● **PASSAGE PROVIDED**:
• • • • •
Reclaiming Your Spark: Elizabeth Gilbert On What to Do When You’ve Lost Your Passion

After traveling for over half of September, I have returned home to find I’ve lost my creative mojo.  It’s there but it’s not ready to come out of hiding.   Writing? Art?  I am just not motivated at the moment and despite my best efforts- it’s not happening by forcing it. After reading this piece by Elizabeth Gilbert today I’m taking a different tack.  I’m off to clean out the shop building so the right side of my brain can sort itself out.

Reprinted off Oprah.Com

201004-omag-liz-gilbert-949x534“I’ve always considered myself lucky that I do not have many passions. There’s only one pursuit that I have ever truly loved, and that pursuit is writing. This means, conveniently enough, that I never had to search for my destiny; I only had to obey it. What am I here for? No problem! I’m here to be a writer, and only a writer, from my first cigarette to my last dying day! No doubt about it! 

Except that two years ago, I completely lost my life’s one true passion, and all my certainties collapsed with it. 

Here’s what happened: After the unexpected success of Eat, Pray, Love, I diligently sat down to work on my next project—another memoir. I worked hard, as always, conducting years of research and interviews. And when I was finished, I had produced a first draft that was…awful. 

I’m not being falsely modest here. Truly, the book was crap. Worse, I couldn’t figure out why it was crap. Moreover, it was due at the publisher. 

Demoralized, I wrote a letter to my editor, admitting that I had utterly failed. He was nice about it, considering. He said, “Don’t worry. You’ll figure it out.” But I did worry, because for the first time in my life, I had absolutely no passion for writing. I was charred and dry. This was terrifyingly disorienting. I couldn’t begin to know who I was without that old, familiar fire. I felt like a cardboard cutout of myself. 

My old friend Sarah, seeing me so troubled, came to the rescue with this sage advice: “Take a break! Don’t worry about following your passion for a while. Just follow your curiosity instead.”
• • • • •
● **INPUT DATA**:
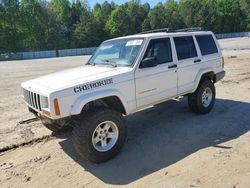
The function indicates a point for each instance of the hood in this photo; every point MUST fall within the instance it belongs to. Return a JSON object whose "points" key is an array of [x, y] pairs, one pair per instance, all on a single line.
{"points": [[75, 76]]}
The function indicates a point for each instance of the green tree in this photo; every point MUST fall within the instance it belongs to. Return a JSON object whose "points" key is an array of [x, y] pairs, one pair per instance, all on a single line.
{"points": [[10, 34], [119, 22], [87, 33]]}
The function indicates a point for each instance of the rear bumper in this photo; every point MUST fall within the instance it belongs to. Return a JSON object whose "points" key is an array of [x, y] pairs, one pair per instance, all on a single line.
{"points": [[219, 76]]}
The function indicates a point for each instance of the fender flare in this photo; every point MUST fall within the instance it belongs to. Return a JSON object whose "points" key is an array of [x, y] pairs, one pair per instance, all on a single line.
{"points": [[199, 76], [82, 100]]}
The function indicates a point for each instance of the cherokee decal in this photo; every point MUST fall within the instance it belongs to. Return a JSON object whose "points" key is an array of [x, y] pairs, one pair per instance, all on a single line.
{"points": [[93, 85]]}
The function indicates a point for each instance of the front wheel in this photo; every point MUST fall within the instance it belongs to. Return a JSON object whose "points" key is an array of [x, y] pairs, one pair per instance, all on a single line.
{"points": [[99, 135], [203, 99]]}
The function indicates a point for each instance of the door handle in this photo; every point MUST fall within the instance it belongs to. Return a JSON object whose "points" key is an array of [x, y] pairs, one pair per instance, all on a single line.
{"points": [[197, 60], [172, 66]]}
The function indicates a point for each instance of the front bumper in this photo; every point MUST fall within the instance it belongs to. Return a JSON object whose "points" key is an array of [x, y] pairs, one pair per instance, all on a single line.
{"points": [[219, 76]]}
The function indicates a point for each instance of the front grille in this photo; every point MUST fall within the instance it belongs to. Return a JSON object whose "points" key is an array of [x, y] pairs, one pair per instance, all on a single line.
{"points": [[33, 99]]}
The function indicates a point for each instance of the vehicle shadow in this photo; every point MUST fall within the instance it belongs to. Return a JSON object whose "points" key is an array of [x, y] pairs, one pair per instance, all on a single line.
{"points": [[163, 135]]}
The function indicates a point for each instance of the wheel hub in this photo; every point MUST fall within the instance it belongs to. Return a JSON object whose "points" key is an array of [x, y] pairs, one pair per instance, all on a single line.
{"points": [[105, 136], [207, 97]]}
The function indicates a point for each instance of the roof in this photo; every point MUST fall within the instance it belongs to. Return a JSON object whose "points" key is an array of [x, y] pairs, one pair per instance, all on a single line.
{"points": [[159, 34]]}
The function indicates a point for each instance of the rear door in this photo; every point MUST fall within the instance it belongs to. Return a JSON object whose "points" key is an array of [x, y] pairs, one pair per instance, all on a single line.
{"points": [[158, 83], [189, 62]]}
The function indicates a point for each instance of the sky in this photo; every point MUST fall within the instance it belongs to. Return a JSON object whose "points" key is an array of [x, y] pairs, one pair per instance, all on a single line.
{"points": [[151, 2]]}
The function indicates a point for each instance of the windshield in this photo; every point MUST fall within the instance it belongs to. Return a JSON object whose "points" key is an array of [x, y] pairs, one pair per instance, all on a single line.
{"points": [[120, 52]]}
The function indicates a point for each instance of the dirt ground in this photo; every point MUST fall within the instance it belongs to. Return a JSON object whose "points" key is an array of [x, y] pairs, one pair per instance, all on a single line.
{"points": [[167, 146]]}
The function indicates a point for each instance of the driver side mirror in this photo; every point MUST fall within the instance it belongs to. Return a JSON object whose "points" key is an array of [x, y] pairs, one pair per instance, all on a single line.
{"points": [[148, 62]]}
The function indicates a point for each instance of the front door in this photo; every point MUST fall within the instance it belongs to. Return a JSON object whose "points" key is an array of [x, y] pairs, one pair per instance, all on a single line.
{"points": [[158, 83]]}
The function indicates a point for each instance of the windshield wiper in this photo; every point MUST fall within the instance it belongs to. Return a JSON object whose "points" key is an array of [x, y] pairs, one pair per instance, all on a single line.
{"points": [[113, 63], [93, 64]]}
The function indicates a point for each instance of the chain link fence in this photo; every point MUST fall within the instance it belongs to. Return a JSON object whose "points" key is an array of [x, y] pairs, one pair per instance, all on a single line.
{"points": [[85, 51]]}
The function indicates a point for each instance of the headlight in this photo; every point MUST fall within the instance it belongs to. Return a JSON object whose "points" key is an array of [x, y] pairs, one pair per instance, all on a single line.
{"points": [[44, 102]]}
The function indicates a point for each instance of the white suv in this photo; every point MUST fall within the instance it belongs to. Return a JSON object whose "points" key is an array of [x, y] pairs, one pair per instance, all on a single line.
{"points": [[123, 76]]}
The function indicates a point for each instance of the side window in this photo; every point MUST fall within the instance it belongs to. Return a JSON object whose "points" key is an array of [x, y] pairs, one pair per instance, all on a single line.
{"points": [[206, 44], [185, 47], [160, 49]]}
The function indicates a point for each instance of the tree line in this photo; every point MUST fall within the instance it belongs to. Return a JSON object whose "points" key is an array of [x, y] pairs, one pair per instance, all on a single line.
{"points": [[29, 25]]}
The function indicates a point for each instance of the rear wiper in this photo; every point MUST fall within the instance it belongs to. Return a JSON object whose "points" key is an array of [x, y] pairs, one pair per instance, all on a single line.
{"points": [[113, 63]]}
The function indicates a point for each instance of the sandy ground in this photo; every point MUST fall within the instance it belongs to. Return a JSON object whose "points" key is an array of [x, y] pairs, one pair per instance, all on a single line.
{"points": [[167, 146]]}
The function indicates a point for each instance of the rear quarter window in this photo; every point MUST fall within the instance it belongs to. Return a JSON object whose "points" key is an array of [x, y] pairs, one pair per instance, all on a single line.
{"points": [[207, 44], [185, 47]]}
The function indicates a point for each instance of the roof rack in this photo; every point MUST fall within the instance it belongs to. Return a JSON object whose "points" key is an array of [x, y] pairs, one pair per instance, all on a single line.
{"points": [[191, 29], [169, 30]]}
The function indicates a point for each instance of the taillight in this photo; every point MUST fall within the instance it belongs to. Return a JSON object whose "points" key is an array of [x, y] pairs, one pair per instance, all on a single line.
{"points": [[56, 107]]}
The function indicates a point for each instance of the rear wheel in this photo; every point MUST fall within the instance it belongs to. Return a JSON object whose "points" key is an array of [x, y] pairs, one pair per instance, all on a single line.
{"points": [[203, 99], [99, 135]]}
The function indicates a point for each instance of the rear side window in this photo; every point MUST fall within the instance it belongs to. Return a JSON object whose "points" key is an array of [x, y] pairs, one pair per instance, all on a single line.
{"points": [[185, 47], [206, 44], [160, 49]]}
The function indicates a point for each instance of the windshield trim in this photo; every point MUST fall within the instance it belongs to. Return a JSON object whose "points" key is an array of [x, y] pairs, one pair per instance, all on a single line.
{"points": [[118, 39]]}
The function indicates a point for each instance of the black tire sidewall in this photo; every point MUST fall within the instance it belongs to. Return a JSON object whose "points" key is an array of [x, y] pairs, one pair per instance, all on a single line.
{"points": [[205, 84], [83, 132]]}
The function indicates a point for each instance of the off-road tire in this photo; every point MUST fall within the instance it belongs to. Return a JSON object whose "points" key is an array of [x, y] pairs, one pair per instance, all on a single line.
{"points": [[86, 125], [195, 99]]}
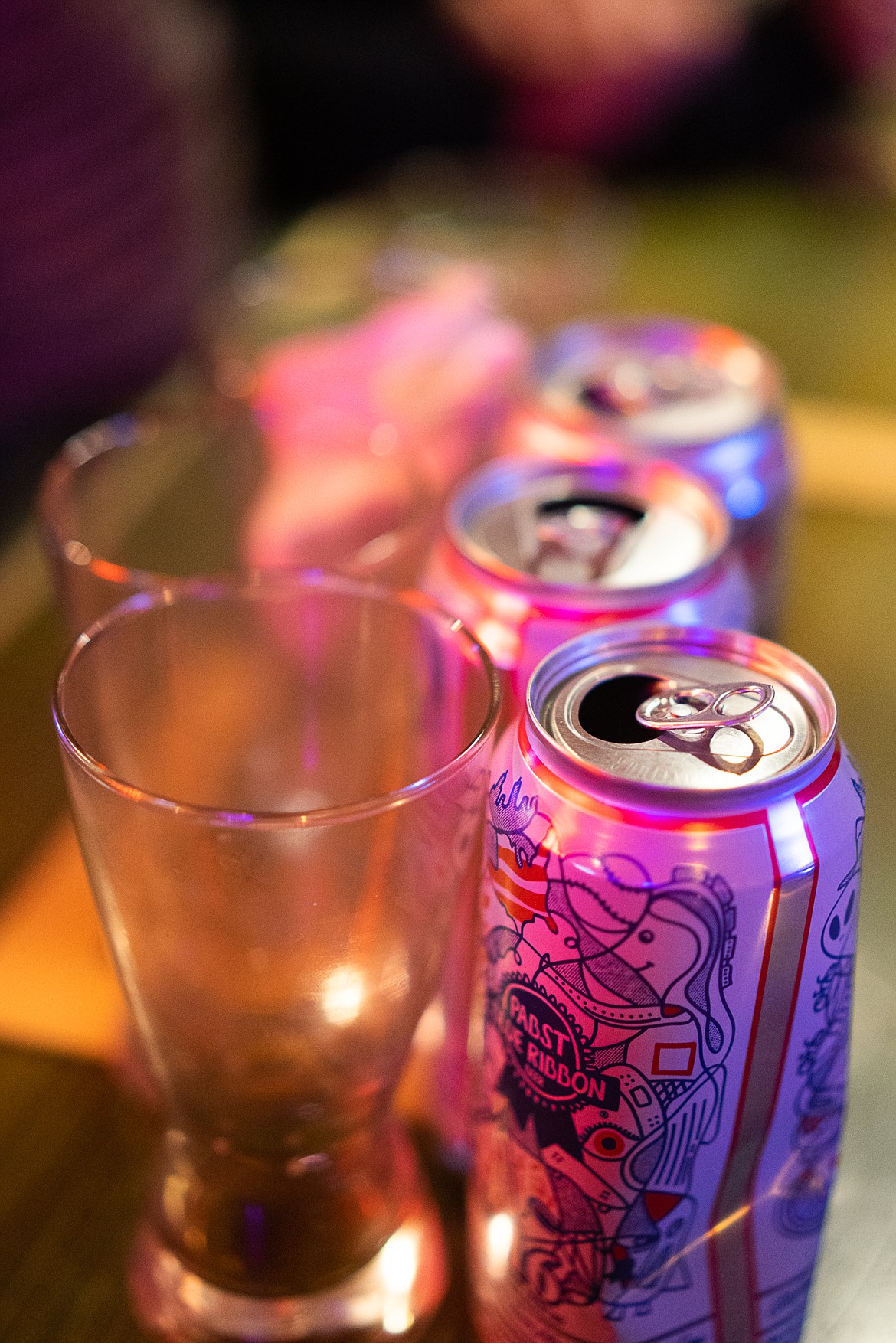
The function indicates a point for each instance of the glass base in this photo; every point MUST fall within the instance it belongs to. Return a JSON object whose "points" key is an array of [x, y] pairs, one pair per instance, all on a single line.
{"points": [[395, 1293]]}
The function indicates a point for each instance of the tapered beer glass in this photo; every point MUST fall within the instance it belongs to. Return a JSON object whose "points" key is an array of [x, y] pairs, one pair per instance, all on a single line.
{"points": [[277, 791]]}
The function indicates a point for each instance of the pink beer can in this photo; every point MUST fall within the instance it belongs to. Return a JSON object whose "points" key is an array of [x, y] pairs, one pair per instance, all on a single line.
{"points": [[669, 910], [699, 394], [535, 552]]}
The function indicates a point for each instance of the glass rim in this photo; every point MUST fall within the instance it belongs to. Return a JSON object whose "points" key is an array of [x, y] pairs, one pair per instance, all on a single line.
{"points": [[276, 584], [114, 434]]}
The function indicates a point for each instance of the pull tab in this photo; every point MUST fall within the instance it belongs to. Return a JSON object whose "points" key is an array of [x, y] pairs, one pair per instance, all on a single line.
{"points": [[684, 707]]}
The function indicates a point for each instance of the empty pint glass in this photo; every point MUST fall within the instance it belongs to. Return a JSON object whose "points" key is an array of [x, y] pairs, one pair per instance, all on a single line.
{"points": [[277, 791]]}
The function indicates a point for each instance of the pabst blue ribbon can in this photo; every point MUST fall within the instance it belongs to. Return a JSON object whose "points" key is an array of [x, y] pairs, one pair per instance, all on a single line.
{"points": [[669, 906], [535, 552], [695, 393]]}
• • • • •
● **TASKS**:
• a. Reproduce the full post on reclaiming a lost creative spark, keeping every word and line unchanged.
• b. Pull out each line of the records that contains the string "vehicle".

● **SOLVED PROBLEMS**:
• a.
Reclaiming Your Spark: Elizabeth Gilbert On What to Do When You’ve Lost Your Passion

After traveling for over half of September, I have returned home to find I’ve lost my creative mojo.  It’s there but it’s not ready to come out of hiding.   Writing? Art?  I am just not motivated at the moment and despite my best efforts- it’s not happening by forcing it. After reading this piece by Elizabeth Gilbert today I’m taking a different tack.  I’m off to clean out the shop building so the right side of my brain can sort itself out.

Reprinted off Oprah.Com

201004-omag-liz-gilbert-949x534“I’ve always considered myself lucky that I do not have many passions. There’s only one pursuit that I have ever truly loved, and that pursuit is writing. This means, conveniently enough, that I never had to search for my destiny; I only had to obey it. What am I here for? No problem! I’m here to be a writer, and only a writer, from my first cigarette to my last dying day! No doubt about it! 

Except that two years ago, I completely lost my life’s one true passion, and all my certainties collapsed with it. 

Here’s what happened: After the unexpected success of Eat, Pray, Love, I diligently sat down to work on my next project—another memoir. I worked hard, as always, conducting years of research and interviews. And when I was finished, I had produced a first draft that was…awful. 

I’m not being falsely modest here. Truly, the book was crap. Worse, I couldn’t figure out why it was crap. Moreover, it was due at the publisher. 

Demoralized, I wrote a letter to my editor, admitting that I had utterly failed. He was nice about it, considering. He said, “Don’t worry. You’ll figure it out.” But I did worry, because for the first time in my life, I had absolutely no passion for writing. I was charred and dry. This was terrifyingly disorienting. I couldn’t begin to know who I was without that old, familiar fire. I felt like a cardboard cutout of myself. 

My old friend Sarah, seeing me so troubled, came to the rescue with this sage advice: “Take a break! Don’t worry about following your passion for a while. Just follow your curiosity instead.”

• b.
The function indicates a point for each instance of the vehicle shadow in this photo; every point MUST fall within the instance it belongs to. Return a JSON object whose "points" key is an array of [x, y] pairs, one pair per instance, all on a single line.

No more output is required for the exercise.